> [Descripción del ejercicio]: Prolonga el fragmento sobre el misionero Miguel y el ébola en Liberia a partir de su última frase.

> [Fragmento para leer]:
───
14 de julio. St. Joseph's Catholic Hospital de Monrovia, Liberia
No se arrugaba. Exploraba y cuidaba, a pelo, a los que llegaban con sospechas de padecer ébola. «Él ha sido siempre así, un hombre con mucho valor», recuerda la misionera Esther Biribi, amiga y colaboradora tiempo atrás, que compartió con él tres años en Liberia. «Era habitual verle al pie de la cama de un afectado de malaria cogiéndole la mano y animándole a resistir», recuerda hoy desde Roma la sor guineana. «Él era consciente del peligro, claro, pero no reparaba en el mal, que alguien pudiera infectarlo. Miguel sólo veía a la persona, al ser humano. Es muy sereno, risueño, emana autoridad».
Biribi toma aire. Enmudece. Parece traumatizada al otro lado del teléfono. La noticia de que su compañero de misiones en África, al que había seguido como a un mesías durante 25 años, tiene el virus, le ciega la memoria por un instante. «A los enfermos él les decía: "No te preocupes". Y ellos le contestaban: "¿Por qué todo es tan sencillo para ti". Miguel era el referente. Era dios en el hospital».
Al final de la conversación, Biribi pregunta un tanto angustiada: «¿Y la ayuda de material? ¿Se la han mandado, les llegó bien?». Le damos un mala noticia. El contenedor con material sanitario que el propio Miguel solicitó insistentemente había salido, sí, pero nunca llegó a quienes lo necesitaban. Según pudo averiguar Crónica, hasta este martes seguía varado en el aeropuerto de Monrovia. Nadie se había hecho cargo de su traslado al hospital cercado por el ébola.
───
> [Datos almacenados]:
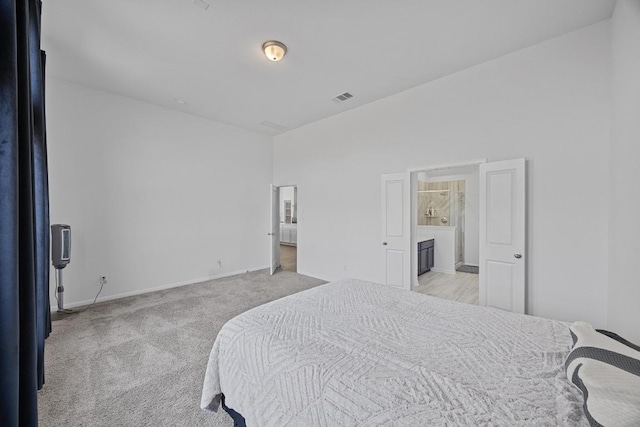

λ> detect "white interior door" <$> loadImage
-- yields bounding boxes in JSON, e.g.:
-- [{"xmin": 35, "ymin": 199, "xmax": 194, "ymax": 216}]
[
  {"xmin": 381, "ymin": 173, "xmax": 411, "ymax": 289},
  {"xmin": 479, "ymin": 159, "xmax": 526, "ymax": 313},
  {"xmin": 269, "ymin": 184, "xmax": 280, "ymax": 275}
]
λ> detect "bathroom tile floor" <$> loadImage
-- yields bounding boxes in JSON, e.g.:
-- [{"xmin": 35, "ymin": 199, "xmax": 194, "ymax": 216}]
[{"xmin": 413, "ymin": 271, "xmax": 479, "ymax": 305}]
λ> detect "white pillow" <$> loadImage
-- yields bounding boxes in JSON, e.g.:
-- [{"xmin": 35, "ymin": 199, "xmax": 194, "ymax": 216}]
[{"xmin": 565, "ymin": 322, "xmax": 640, "ymax": 426}]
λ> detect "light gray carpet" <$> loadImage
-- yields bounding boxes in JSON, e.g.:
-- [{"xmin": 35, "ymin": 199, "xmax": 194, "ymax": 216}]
[{"xmin": 38, "ymin": 270, "xmax": 325, "ymax": 426}]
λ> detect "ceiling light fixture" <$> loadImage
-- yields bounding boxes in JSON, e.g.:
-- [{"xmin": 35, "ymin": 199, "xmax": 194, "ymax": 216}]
[{"xmin": 262, "ymin": 40, "xmax": 287, "ymax": 62}]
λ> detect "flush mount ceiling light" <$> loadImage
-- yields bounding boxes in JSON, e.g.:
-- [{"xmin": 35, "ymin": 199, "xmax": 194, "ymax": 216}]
[{"xmin": 262, "ymin": 40, "xmax": 287, "ymax": 62}]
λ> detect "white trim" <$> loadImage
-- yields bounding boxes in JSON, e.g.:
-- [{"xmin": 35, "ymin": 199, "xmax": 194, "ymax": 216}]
[
  {"xmin": 407, "ymin": 159, "xmax": 487, "ymax": 172},
  {"xmin": 431, "ymin": 267, "xmax": 456, "ymax": 274},
  {"xmin": 50, "ymin": 265, "xmax": 269, "ymax": 313}
]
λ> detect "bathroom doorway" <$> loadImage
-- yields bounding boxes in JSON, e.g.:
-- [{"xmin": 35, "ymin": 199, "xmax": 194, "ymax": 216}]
[
  {"xmin": 279, "ymin": 185, "xmax": 298, "ymax": 272},
  {"xmin": 412, "ymin": 165, "xmax": 479, "ymax": 305}
]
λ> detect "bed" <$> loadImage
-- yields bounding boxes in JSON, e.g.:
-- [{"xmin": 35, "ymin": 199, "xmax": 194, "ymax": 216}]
[{"xmin": 201, "ymin": 279, "xmax": 589, "ymax": 426}]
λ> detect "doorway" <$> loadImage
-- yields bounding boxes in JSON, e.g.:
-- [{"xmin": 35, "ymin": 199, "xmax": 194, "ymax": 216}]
[
  {"xmin": 412, "ymin": 165, "xmax": 479, "ymax": 305},
  {"xmin": 381, "ymin": 158, "xmax": 526, "ymax": 313},
  {"xmin": 268, "ymin": 184, "xmax": 298, "ymax": 275},
  {"xmin": 279, "ymin": 185, "xmax": 298, "ymax": 273}
]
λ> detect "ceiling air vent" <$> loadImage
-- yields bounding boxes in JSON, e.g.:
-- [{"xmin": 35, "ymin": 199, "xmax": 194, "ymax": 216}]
[
  {"xmin": 258, "ymin": 120, "xmax": 287, "ymax": 132},
  {"xmin": 331, "ymin": 92, "xmax": 353, "ymax": 103}
]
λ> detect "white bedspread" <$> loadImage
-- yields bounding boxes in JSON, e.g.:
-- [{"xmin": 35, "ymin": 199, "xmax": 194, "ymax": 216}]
[{"xmin": 201, "ymin": 279, "xmax": 588, "ymax": 427}]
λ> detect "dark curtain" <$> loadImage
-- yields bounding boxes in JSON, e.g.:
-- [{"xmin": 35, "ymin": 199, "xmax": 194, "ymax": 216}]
[{"xmin": 0, "ymin": 0, "xmax": 51, "ymax": 427}]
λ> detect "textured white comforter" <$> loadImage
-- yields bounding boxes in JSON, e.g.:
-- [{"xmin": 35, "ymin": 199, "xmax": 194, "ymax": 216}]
[{"xmin": 201, "ymin": 279, "xmax": 588, "ymax": 427}]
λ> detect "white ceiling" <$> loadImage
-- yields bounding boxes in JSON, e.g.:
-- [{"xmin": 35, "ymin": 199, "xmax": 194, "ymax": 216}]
[{"xmin": 42, "ymin": 0, "xmax": 615, "ymax": 135}]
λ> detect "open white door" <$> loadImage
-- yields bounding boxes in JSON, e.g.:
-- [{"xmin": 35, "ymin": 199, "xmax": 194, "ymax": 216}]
[
  {"xmin": 269, "ymin": 184, "xmax": 280, "ymax": 275},
  {"xmin": 381, "ymin": 173, "xmax": 411, "ymax": 289},
  {"xmin": 479, "ymin": 159, "xmax": 526, "ymax": 313}
]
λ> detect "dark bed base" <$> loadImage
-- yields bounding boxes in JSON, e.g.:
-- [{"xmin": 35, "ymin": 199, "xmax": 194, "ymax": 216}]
[{"xmin": 221, "ymin": 394, "xmax": 247, "ymax": 427}]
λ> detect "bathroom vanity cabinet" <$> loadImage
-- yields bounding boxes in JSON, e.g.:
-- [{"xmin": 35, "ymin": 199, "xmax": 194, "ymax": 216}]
[{"xmin": 418, "ymin": 239, "xmax": 434, "ymax": 276}]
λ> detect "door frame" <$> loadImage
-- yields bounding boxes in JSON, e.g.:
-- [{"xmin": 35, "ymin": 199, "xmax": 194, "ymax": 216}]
[
  {"xmin": 407, "ymin": 158, "xmax": 487, "ymax": 289},
  {"xmin": 269, "ymin": 184, "xmax": 300, "ymax": 274}
]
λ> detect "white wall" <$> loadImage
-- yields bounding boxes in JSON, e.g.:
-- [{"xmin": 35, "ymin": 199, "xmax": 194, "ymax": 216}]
[
  {"xmin": 608, "ymin": 0, "xmax": 640, "ymax": 343},
  {"xmin": 47, "ymin": 77, "xmax": 272, "ymax": 304},
  {"xmin": 274, "ymin": 22, "xmax": 611, "ymax": 325}
]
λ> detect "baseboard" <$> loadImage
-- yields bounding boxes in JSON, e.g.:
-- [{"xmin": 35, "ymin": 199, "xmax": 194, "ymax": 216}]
[{"xmin": 51, "ymin": 265, "xmax": 269, "ymax": 313}]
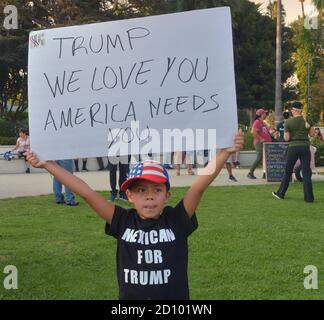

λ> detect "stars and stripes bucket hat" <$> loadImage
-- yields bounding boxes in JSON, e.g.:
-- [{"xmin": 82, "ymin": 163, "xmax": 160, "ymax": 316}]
[{"xmin": 120, "ymin": 160, "xmax": 170, "ymax": 191}]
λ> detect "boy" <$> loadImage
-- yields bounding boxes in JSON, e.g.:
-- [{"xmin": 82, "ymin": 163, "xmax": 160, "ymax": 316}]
[{"xmin": 27, "ymin": 131, "xmax": 244, "ymax": 300}]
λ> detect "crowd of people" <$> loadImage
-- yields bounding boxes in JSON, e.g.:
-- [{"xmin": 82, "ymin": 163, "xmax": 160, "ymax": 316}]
[{"xmin": 5, "ymin": 102, "xmax": 324, "ymax": 206}]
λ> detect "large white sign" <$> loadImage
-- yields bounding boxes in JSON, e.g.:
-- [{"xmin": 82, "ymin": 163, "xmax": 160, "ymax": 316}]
[{"xmin": 28, "ymin": 8, "xmax": 237, "ymax": 160}]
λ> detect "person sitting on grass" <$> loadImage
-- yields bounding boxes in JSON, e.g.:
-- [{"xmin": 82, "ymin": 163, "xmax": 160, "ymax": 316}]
[{"xmin": 27, "ymin": 131, "xmax": 244, "ymax": 300}]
───
> [Resultado del ejercicio]:
Al oírlo por boca del periodista, la monja Esther Biribi se queda sin palabras. Implora a Dios. Habían pasado 22 días desde el 14 de julio cuando el padre Miguel lanzaba la llamada de socorro a familiares y amigos, quienes advirtieron a la orden, encargada de hacer llegar el material a tiempo. La orden que abrazó hace 64 años. Tenía tan sólo 11 cuando reclutaron a aquel niño huesudo, educado y despierto, nacido en una familia humilde de campesinos de La Iglesuela.
Corría el año 1949 y en la aldea de Toledo los de San Juan de Dios andaban en busca de nuevas vocaciones. Algo debió de ver él, el cura Juan, párroco del lugar, que pronto le ofreció a Marcelina y Gregorio, padres del chico, llevárselo a Madrid. Iba con todos los gastos pagados, para recibir educación en la escolanía de la calle Concha Espina de la capital.
«Miguel se marchó muy animado», cuenta su hermano Emilio Pajares. «Ya de pequeño era un chico al que no le importaba quedarse sin las cosas en favor de un amigo. Lo de ser solidario nació con él». Y con esos mimbres se hizo sacerdote y luego enfermero. Tenía claro Miguel que su destino no estaba en una sacristía de ciudad ni por el púlpito de una catedral. Él predicaría en el infierno. «No necesitamos más, se pasa con lo que tenemos», solía repetir cada vez que alguien se ofrecía a mandarle un televisor u otro capricho occidental a África. Lo aplicaría en Ghana, en Sierra Leona o en Liberia, durante los más de 20 años que pasaría en África.
«Os comparto nuestro sufrimiento que no acaba. Espero vuestra oración»
Patrick Nshamdze, su compañero de lucha, al que
atendió al enfermar, ha muerto hace apenas unas horas tras permanecer
varios días ingresado. Las palabras de la carta de Miguel también
sonaban a despedida. Y en cierto modo, lo eran. El «dios» del hospital
ya no podía seguir haciendo milagros.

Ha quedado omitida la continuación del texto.